Starting at the line that contains "e.g. [[53, 280]]", write out each line through the end of the data below, exactly as it stands. Skip any pictures.
** Input follows **
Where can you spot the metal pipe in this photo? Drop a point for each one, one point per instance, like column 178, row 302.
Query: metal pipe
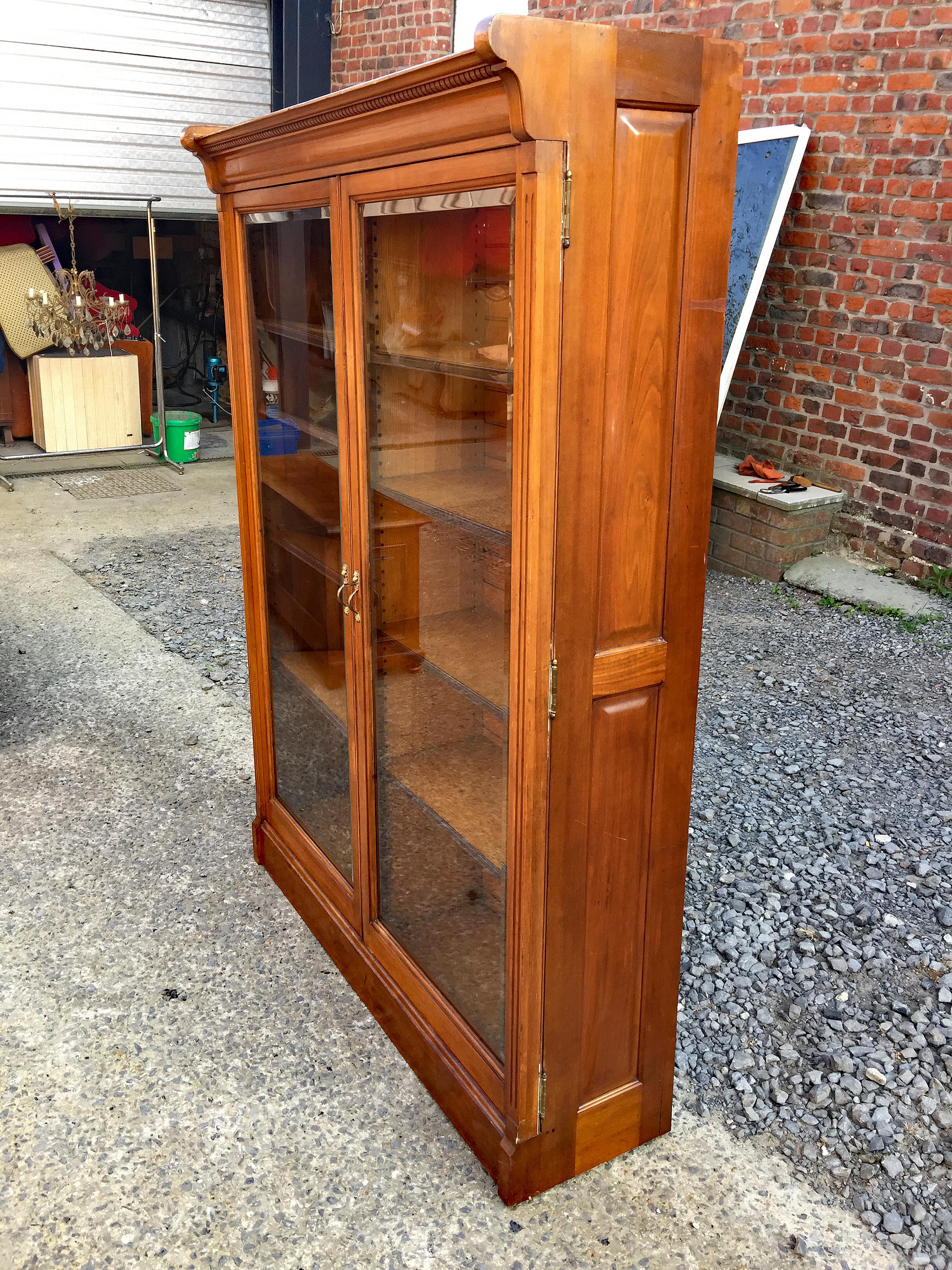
column 157, row 332
column 65, row 454
column 158, row 359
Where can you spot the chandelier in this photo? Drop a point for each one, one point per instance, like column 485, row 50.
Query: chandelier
column 75, row 316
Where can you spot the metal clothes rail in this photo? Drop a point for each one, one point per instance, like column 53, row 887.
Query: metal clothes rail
column 155, row 450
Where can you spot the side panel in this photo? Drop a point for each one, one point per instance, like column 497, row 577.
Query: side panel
column 650, row 193
column 648, row 242
column 615, row 926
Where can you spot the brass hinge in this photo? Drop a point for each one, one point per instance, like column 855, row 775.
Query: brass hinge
column 567, row 205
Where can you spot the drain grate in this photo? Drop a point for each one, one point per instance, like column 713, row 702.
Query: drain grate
column 116, row 483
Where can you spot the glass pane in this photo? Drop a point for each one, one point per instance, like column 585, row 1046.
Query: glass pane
column 439, row 381
column 298, row 436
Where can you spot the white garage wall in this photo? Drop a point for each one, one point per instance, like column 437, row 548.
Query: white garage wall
column 94, row 95
column 469, row 13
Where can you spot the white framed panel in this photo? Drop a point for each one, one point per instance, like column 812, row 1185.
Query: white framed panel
column 768, row 164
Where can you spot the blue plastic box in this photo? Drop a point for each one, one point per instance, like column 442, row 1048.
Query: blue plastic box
column 278, row 436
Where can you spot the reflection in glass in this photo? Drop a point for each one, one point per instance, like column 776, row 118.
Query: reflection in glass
column 438, row 347
column 298, row 431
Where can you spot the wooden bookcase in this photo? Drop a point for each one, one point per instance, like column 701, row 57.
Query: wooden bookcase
column 492, row 289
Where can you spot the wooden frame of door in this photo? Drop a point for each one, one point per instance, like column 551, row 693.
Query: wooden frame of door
column 537, row 172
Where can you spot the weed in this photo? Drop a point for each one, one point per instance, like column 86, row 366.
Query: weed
column 937, row 582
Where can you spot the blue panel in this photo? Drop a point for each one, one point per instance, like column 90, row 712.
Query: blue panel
column 762, row 167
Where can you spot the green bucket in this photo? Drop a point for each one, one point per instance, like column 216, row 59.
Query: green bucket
column 183, row 433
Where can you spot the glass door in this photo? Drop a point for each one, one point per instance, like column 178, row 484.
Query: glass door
column 438, row 370
column 306, row 581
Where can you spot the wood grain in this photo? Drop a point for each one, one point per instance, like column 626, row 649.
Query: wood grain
column 650, row 203
column 633, row 666
column 607, row 1127
column 620, row 819
column 705, row 286
column 611, row 481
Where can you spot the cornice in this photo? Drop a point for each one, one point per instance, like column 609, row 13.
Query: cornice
column 324, row 111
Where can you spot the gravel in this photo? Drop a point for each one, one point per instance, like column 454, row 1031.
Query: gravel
column 817, row 972
column 187, row 592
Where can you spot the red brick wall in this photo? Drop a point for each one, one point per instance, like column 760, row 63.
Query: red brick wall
column 383, row 39
column 846, row 370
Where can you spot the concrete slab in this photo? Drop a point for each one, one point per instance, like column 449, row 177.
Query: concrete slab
column 852, row 583
column 186, row 1075
column 726, row 477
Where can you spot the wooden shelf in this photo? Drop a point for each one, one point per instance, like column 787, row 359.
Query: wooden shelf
column 476, row 500
column 458, row 361
column 467, row 649
column 308, row 549
column 310, row 484
column 465, row 785
column 305, row 333
column 313, row 671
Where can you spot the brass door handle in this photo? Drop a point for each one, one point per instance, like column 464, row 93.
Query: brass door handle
column 346, row 576
column 350, row 605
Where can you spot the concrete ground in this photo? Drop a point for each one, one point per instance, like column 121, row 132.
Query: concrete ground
column 186, row 1075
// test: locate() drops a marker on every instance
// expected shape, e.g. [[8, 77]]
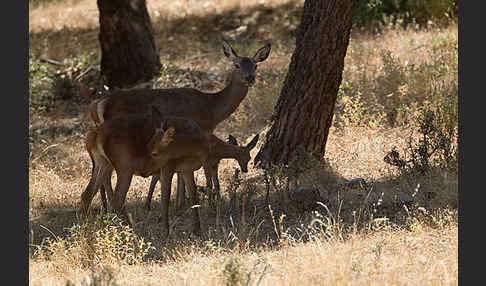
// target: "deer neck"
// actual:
[[227, 100]]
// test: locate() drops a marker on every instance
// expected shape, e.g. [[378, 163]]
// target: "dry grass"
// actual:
[[417, 246], [425, 256]]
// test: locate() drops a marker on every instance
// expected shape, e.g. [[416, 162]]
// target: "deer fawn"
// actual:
[[206, 109], [218, 150], [142, 144]]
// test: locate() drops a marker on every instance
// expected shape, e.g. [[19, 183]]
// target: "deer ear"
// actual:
[[158, 119], [232, 140], [252, 143], [228, 50], [262, 53], [168, 136]]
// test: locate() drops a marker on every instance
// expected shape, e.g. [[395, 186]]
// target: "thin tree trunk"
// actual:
[[128, 51], [305, 108]]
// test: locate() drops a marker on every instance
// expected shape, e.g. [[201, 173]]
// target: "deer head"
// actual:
[[246, 67], [245, 157]]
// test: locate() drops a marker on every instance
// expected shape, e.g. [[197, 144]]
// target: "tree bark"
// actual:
[[304, 111], [128, 51]]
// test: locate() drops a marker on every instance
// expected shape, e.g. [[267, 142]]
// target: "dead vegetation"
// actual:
[[400, 228]]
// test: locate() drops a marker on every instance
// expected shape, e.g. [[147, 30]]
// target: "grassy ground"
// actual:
[[389, 78]]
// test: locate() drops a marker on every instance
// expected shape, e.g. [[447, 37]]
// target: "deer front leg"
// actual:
[[166, 175], [191, 186], [153, 183]]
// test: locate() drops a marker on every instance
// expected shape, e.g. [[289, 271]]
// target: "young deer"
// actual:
[[218, 150], [142, 144], [206, 109]]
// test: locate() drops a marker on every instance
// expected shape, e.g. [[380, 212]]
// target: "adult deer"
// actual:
[[218, 150], [206, 109], [141, 144]]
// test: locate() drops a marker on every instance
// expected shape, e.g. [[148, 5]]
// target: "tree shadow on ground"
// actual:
[[266, 222]]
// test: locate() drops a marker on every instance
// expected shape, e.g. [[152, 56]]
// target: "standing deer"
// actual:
[[218, 150], [141, 144], [206, 109]]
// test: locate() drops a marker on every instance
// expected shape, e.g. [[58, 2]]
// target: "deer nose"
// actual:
[[250, 79]]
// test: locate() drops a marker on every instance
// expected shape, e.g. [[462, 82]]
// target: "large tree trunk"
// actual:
[[304, 111], [128, 52]]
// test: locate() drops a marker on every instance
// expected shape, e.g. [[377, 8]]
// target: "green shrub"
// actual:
[[375, 13]]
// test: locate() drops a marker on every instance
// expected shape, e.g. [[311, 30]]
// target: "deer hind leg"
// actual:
[[166, 175], [153, 183], [181, 194], [123, 182], [98, 174], [106, 187], [214, 178], [194, 200]]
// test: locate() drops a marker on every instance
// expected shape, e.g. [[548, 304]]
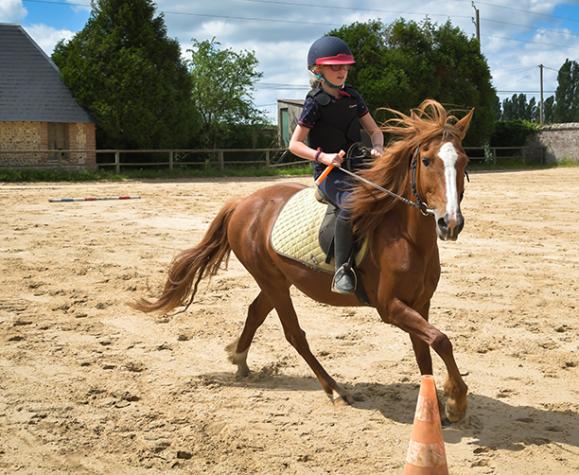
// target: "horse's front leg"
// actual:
[[398, 313]]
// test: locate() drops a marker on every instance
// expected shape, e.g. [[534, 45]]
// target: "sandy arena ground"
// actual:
[[88, 385]]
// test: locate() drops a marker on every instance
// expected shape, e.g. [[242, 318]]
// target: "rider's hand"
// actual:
[[335, 159], [375, 152]]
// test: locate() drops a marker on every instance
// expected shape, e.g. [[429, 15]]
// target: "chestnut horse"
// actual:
[[399, 273]]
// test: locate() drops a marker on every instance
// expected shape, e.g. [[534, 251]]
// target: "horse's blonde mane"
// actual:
[[429, 120]]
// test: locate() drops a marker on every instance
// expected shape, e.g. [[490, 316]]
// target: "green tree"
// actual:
[[401, 64], [518, 108], [549, 109], [223, 82], [129, 75], [567, 94]]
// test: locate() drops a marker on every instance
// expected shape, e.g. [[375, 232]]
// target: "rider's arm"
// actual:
[[298, 147], [374, 132]]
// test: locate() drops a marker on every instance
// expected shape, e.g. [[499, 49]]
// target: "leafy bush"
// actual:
[[512, 133]]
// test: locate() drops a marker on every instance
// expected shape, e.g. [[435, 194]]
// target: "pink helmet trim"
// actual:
[[338, 59]]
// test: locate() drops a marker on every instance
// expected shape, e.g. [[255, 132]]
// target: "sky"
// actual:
[[516, 35]]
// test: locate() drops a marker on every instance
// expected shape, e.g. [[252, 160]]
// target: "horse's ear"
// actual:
[[462, 124]]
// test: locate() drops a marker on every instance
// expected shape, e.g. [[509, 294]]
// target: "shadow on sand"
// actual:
[[492, 423]]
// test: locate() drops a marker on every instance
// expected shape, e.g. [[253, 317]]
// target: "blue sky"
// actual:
[[517, 35]]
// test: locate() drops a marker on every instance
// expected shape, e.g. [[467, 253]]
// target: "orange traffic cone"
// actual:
[[426, 454]]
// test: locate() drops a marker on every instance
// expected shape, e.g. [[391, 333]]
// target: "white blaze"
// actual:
[[449, 156]]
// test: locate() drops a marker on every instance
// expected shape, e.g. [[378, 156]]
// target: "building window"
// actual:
[[57, 140]]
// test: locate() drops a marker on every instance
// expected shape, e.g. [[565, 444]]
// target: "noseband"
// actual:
[[419, 202]]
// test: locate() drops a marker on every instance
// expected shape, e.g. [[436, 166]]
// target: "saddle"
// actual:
[[304, 232]]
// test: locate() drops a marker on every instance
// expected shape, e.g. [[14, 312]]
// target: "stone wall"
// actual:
[[561, 142], [29, 136]]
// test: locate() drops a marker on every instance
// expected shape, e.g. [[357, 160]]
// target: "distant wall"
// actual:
[[561, 142], [27, 136]]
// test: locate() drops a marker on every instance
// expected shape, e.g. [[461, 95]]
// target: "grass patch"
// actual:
[[24, 175]]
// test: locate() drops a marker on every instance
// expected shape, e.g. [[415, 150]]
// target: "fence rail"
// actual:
[[272, 157]]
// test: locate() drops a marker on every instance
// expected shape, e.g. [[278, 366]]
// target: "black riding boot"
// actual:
[[344, 279]]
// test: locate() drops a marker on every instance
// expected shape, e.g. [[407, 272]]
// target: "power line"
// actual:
[[336, 7], [546, 15], [524, 92], [277, 20]]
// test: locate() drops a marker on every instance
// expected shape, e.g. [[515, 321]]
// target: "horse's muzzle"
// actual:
[[449, 228]]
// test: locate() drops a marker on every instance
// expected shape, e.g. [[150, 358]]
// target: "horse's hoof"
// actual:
[[242, 372], [343, 399], [454, 411]]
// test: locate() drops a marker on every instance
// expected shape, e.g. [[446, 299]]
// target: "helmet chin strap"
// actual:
[[321, 77]]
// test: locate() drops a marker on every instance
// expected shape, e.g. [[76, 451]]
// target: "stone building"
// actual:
[[561, 142], [37, 111]]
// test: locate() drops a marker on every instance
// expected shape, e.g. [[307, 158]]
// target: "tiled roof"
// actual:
[[30, 85]]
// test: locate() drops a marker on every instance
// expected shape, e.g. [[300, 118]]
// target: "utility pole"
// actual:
[[542, 104], [476, 21]]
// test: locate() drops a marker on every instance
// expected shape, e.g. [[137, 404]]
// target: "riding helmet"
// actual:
[[329, 50]]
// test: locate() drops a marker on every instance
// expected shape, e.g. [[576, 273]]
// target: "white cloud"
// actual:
[[11, 11], [516, 36], [47, 37]]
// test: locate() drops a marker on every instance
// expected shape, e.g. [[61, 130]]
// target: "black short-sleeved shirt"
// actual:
[[311, 110]]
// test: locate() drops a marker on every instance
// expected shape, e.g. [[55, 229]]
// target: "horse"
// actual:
[[400, 272]]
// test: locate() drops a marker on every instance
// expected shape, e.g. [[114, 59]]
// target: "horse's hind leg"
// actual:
[[256, 315], [409, 320]]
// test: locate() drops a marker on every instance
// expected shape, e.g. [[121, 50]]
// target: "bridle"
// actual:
[[418, 203]]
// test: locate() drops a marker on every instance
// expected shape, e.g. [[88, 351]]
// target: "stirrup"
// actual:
[[343, 272]]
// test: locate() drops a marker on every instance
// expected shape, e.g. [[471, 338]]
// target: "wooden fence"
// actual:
[[222, 158]]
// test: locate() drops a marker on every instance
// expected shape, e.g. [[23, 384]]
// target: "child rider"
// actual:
[[330, 120]]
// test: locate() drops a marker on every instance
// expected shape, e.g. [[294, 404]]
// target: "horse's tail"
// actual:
[[192, 265]]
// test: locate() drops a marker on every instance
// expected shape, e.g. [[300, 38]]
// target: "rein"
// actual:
[[418, 203]]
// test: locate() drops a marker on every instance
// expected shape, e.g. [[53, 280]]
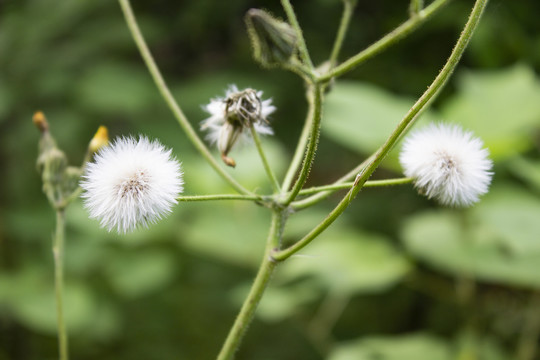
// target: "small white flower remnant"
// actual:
[[447, 163], [232, 116], [131, 183]]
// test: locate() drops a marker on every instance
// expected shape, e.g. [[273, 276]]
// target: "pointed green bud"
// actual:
[[274, 41]]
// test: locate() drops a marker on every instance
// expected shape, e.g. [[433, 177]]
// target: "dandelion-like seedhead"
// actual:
[[447, 163], [233, 115], [131, 183]]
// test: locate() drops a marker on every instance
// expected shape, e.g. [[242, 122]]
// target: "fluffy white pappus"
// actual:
[[131, 183], [217, 108], [447, 164]]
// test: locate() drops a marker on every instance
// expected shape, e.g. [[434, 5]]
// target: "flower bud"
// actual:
** End of Input **
> Answer for the task
// expected shape, e.g. [[53, 280]]
// target: "small white flower remnant"
// actual:
[[447, 163], [232, 116], [131, 183]]
// test: locate() drops a marker on every instance
// expected shape, e.g. [[273, 276]]
// target: "pointed green bud"
// actual:
[[274, 41]]
// test: locate() drops a marker on every instance
// expected shape, e.g. [[433, 177]]
// target: "dandelion-like seedhead"
// actual:
[[447, 163], [233, 115], [131, 183]]
// test: locate() drops a marker on every instance
// expected shape, e.g. [[242, 122]]
// target: "fluffy white pappus"
// actual:
[[131, 183], [217, 108], [447, 164]]
// test: locate() drops a marker on every instance
// expected shape, e.g. [[434, 5]]
// target: "flower bud"
// actual:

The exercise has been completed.